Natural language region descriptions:

• • •

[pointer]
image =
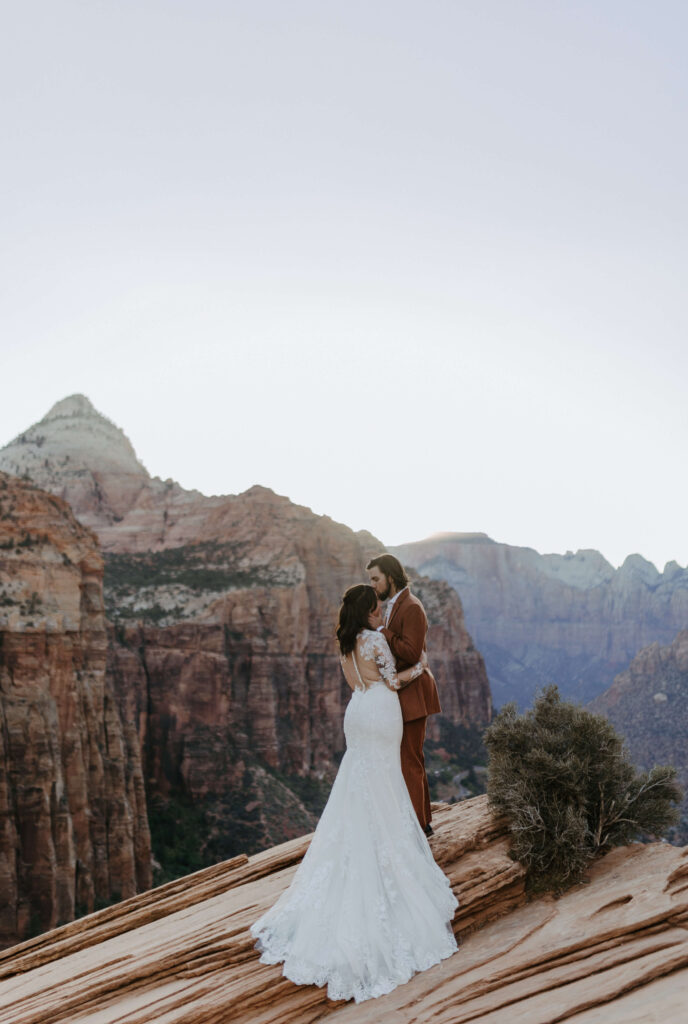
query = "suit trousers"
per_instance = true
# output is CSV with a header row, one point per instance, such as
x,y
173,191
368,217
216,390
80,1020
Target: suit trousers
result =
x,y
413,768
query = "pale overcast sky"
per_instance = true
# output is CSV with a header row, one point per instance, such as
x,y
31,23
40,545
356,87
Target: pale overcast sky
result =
x,y
419,265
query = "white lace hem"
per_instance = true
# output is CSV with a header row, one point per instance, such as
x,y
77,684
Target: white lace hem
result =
x,y
339,987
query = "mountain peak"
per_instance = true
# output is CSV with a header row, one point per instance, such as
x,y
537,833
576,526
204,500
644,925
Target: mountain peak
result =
x,y
72,407
77,453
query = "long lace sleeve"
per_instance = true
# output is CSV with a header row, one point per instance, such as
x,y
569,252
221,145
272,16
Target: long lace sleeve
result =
x,y
377,648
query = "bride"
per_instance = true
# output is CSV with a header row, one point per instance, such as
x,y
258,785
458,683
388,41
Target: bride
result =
x,y
368,906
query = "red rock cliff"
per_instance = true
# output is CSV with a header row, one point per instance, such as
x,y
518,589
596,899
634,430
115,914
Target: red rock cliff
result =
x,y
73,823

• • •

### What you will do
The entries are to be transcribed word for word, without their images.

### Answer for the task
[pointer]
image =
query = "suit trousers"
per_instance = true
# output is CSV with a header row, one point per instance, such as
x,y
173,191
368,217
216,390
80,1020
Target: suit trousers
result =
x,y
413,768
query = "pale overcast sky"
per_instance = true
# output is CSV with a header row, one point per instance, such as
x,y
31,23
40,545
356,87
Target: pale overcast sky
result =
x,y
419,265
query = "white lace hem"
per_instance = true
# output is CSV with a header row, one point per instance, such as
x,y
77,684
Target: white lace hem
result =
x,y
339,987
query = "mountain peak"
per_instance = true
# output is CSV with a header row, one point per instance, such as
x,y
537,833
576,526
204,500
644,925
Target: mountain peak
result =
x,y
72,407
77,453
query = "long lace sleeve"
per_instance = true
# output is CSV with a header row, one point per instance, such as
x,y
569,252
221,145
272,16
Target: long lace sleeve
result =
x,y
377,648
query = "bride"
per_instance = true
# output is CSV with a header row, one point per instance, such as
x,y
258,785
458,683
388,41
Target: bride
result =
x,y
368,906
query = "red rock cliff"
per_instance = true
# output is CSV with a header row, one point per instance, such as
x,y
518,589
596,899
634,430
115,914
Target: red rock cliff
result =
x,y
73,823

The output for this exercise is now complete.